Material to process:

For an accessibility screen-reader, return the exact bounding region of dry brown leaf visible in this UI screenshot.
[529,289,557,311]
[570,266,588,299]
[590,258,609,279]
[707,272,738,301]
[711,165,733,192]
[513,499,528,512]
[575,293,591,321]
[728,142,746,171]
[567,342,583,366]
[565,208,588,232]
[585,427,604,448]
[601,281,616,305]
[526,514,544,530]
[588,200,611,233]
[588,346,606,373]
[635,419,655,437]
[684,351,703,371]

Given instruction:
List each line of the records that contains the word "screenshot". Case matters.

Expected answer:
For an accessibility screen-reader, return the exact bounding region of dry brown leaf visible in this UI screenshot.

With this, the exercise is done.